Aim of the exercise -> When you spot the word "window" in a line of the data below, copy that line.

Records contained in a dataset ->
________________________________________

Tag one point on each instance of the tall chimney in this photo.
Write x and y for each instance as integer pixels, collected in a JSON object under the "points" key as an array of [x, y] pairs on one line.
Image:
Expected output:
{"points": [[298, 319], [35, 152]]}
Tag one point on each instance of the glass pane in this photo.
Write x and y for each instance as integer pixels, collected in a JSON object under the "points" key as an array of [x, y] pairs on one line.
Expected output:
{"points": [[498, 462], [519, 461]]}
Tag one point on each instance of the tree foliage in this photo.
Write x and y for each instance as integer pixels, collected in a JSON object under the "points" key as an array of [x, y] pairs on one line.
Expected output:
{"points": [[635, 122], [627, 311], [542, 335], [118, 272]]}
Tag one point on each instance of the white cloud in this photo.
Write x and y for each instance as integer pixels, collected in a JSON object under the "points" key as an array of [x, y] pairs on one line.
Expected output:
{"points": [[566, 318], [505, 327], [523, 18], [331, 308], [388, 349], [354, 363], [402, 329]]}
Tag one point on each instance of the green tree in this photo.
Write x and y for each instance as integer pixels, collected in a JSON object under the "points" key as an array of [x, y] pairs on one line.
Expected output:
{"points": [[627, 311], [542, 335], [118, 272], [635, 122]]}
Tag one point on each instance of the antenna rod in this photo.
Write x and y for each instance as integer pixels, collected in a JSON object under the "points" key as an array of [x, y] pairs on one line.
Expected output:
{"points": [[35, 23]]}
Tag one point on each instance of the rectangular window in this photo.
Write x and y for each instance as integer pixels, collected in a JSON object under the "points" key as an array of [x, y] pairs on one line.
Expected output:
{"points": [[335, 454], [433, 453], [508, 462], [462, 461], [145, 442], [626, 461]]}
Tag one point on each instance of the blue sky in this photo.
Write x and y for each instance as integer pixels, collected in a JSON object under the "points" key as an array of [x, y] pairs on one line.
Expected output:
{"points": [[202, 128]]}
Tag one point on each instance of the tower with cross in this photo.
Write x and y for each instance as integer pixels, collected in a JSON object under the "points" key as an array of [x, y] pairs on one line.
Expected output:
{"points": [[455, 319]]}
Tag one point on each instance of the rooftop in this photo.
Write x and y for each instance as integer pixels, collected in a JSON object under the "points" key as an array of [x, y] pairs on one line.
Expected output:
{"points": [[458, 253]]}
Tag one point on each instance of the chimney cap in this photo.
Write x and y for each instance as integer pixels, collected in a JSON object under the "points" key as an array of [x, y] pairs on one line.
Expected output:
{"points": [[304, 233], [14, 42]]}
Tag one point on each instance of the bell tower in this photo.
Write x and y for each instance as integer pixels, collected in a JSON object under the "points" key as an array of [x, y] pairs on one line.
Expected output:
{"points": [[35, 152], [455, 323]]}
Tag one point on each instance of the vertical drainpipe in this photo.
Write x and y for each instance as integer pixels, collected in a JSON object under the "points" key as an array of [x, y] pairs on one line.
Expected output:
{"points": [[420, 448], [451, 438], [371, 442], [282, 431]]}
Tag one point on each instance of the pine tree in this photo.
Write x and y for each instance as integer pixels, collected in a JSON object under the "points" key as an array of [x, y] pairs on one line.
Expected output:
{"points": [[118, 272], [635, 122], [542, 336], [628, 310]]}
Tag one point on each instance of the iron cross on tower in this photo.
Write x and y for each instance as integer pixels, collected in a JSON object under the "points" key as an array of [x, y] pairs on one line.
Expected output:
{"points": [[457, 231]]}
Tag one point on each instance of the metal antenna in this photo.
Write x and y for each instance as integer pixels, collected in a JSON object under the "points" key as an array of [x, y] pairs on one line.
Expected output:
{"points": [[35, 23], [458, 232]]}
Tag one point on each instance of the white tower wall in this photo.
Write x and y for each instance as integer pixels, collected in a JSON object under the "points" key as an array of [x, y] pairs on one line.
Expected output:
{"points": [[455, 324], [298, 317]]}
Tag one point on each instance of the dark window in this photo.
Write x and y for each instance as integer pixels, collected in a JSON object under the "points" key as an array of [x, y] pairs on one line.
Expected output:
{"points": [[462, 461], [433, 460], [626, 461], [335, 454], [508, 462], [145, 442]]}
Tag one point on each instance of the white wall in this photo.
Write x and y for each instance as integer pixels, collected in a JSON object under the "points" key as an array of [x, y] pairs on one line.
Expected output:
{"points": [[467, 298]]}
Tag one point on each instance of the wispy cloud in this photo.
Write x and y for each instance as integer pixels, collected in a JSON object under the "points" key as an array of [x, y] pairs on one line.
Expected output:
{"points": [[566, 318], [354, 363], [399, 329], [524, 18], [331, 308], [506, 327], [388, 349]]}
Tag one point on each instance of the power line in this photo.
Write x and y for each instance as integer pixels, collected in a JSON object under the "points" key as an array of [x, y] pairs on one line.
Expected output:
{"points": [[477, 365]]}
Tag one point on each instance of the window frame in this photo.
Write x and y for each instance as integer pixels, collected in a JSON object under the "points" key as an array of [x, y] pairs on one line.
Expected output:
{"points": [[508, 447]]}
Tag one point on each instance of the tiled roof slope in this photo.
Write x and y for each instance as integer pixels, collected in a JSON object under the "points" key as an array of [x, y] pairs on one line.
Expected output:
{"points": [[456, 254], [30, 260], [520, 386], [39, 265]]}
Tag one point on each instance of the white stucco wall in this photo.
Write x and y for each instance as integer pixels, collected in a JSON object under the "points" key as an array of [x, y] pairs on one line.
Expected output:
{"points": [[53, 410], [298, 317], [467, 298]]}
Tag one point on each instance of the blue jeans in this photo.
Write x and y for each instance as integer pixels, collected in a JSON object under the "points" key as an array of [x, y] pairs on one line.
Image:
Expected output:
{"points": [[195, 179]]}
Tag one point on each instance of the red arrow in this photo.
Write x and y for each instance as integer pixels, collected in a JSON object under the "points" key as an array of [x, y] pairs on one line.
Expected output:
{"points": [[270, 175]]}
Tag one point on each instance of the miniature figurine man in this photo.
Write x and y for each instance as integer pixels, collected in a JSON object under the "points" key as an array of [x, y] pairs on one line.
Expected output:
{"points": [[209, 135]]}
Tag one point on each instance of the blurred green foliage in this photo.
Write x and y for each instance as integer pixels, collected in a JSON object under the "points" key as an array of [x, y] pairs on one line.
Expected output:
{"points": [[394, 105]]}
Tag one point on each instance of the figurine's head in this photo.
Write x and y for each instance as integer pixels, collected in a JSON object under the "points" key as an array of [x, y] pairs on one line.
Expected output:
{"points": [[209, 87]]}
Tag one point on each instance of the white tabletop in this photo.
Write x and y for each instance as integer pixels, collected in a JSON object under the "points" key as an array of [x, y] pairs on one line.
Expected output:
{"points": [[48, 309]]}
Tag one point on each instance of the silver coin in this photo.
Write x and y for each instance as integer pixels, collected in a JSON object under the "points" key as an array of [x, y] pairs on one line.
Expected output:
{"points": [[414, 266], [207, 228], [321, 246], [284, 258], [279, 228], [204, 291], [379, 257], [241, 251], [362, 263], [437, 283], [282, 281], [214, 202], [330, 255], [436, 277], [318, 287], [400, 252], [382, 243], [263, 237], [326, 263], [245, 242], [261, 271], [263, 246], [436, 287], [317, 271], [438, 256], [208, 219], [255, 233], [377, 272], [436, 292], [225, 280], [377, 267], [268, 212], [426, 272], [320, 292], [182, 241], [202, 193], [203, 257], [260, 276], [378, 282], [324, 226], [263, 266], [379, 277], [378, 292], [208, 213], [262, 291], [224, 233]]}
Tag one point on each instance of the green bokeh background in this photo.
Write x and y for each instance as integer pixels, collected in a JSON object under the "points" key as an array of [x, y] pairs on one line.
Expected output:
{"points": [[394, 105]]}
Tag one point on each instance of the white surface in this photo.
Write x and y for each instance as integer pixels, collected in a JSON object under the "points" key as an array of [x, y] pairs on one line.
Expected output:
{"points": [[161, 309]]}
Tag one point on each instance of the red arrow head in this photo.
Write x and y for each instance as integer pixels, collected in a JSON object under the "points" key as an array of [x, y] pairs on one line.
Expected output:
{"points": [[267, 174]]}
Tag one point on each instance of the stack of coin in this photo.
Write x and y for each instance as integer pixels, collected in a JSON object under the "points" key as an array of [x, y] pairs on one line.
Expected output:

________________________________________

Written reply ->
Tag one point on each instance of the rectangular window in this photo.
Tag one point on each instance of the dark window in this photo.
Tag one point on each instance of the window frame in this photo.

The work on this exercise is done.